Challenge >>
Substitute "narrow window" for "small window" in the entries below, keep everything else unchanged, and leave the pictures out of your answer.

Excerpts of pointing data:
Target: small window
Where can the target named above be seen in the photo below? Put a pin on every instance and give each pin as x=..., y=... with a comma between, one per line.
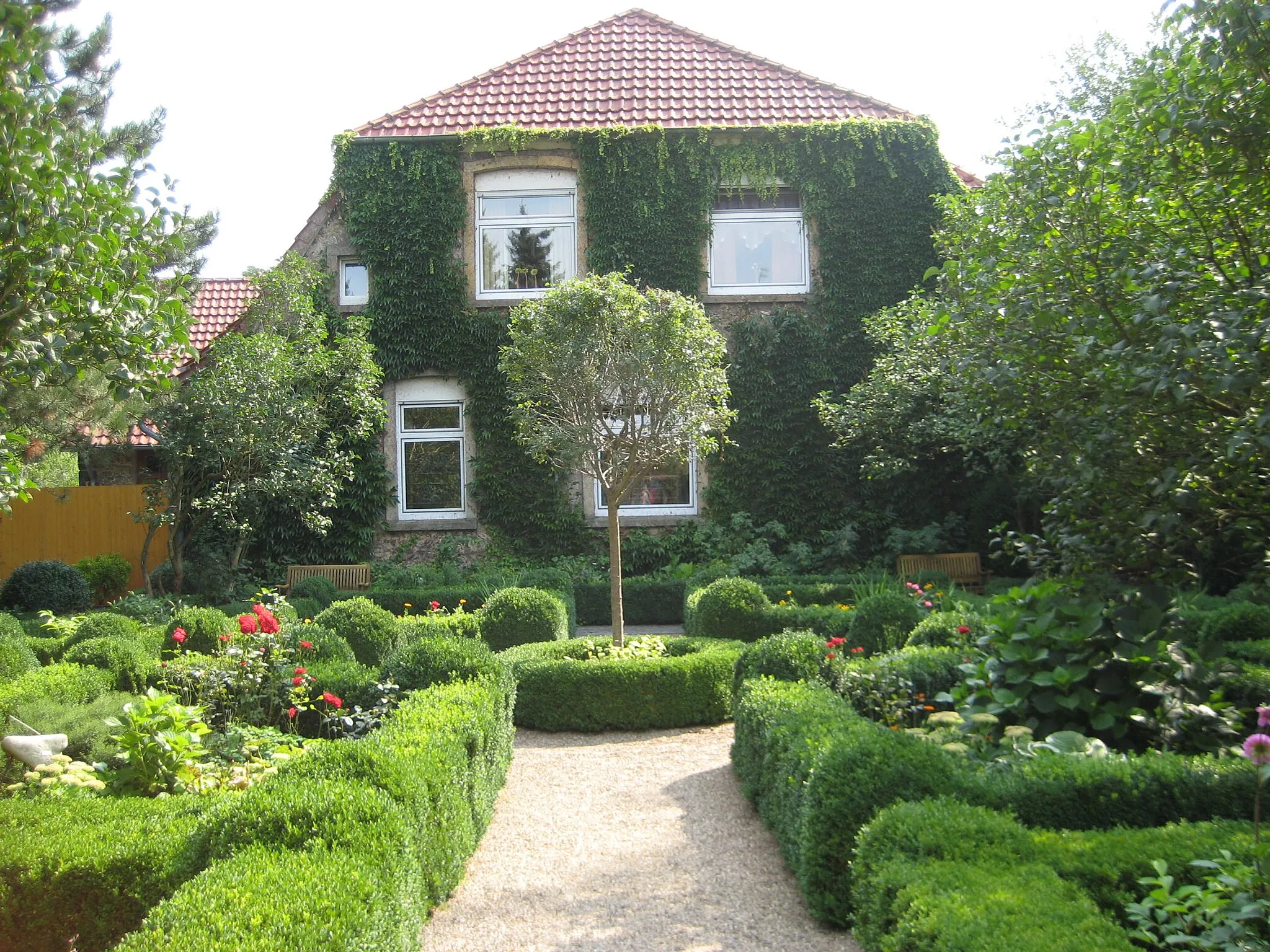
x=355, y=287
x=431, y=460
x=758, y=244
x=526, y=232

Result of the task >>
Target: narrow window
Where can the target named above be seen in the photo below? Put a pin on every instance and give each pin as x=..., y=... with a comma between, one per line.
x=355, y=287
x=431, y=460
x=758, y=244
x=526, y=232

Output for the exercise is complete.